#### JOB 1
Reproduce the records below line for line, exactly as they appear, but leave out the picture.

On 2/5/2018 8:09 PM, Jason Gunthorpe wrote:
On Mon, Feb 05, 2018 at 04:29:51PM +0200, Max Gurtovoy wrote:
Currently the async EQ has 256 entries only. It might not be big enough
for the SW to handle all the needed pending events. For example, in case
of many QPs (let's say 1024) connected to a SRQ created using NVMeOF target
and the target goes down, the FW will raise 1024 "last WQE reached" events
and may cause EQ overrun. Increase the EQ to more reasonable size, that beyond
it the FW should be able to delay the event and raise it later on using internal
backpressure mechanism.
If the firmware has an internal backpressure meachanism then why
would we get a EQ overrun?
FW backpressure mechanism is WIP, that's why we get the overrun.

#### ENTRIES SUPPLIED
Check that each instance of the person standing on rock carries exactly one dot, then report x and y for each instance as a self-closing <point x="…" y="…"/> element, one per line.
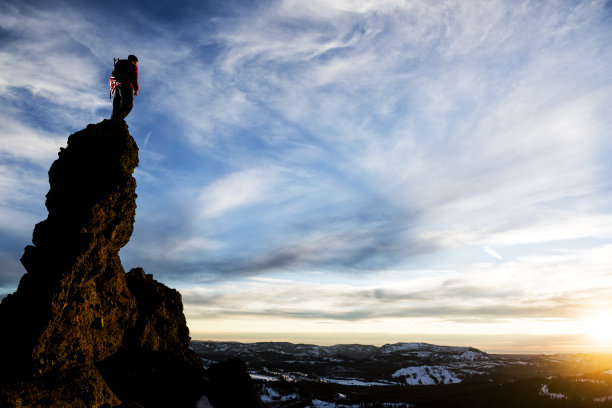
<point x="124" y="83"/>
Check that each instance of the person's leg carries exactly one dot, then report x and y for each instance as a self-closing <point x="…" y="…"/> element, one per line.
<point x="126" y="101"/>
<point x="116" y="103"/>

#### JOB 2
Answer these questions about the thread on the async EQ size:
(a) How many entries does the async EQ currently have?
(b) Which event does the FW raise when the target goes down?
(c) According to the final reply, what is the status of the FW backpressure mechanism?

#### CORRECT RESPONSE 1
Check that each instance of the person standing on rock carries exactly one dot, then report x and y for each instance as a self-closing <point x="…" y="…"/> element, one per line.
<point x="124" y="83"/>
Check that each instance of the person's leg carries exactly one dot, then report x and y for each instance as a self-closing <point x="…" y="…"/> element, one per line.
<point x="126" y="101"/>
<point x="116" y="103"/>

#### CORRECT RESPONSE 2
(a) 256 entries.
(b) The "last WQE reached" event.
(c) It is WIP (work in progress).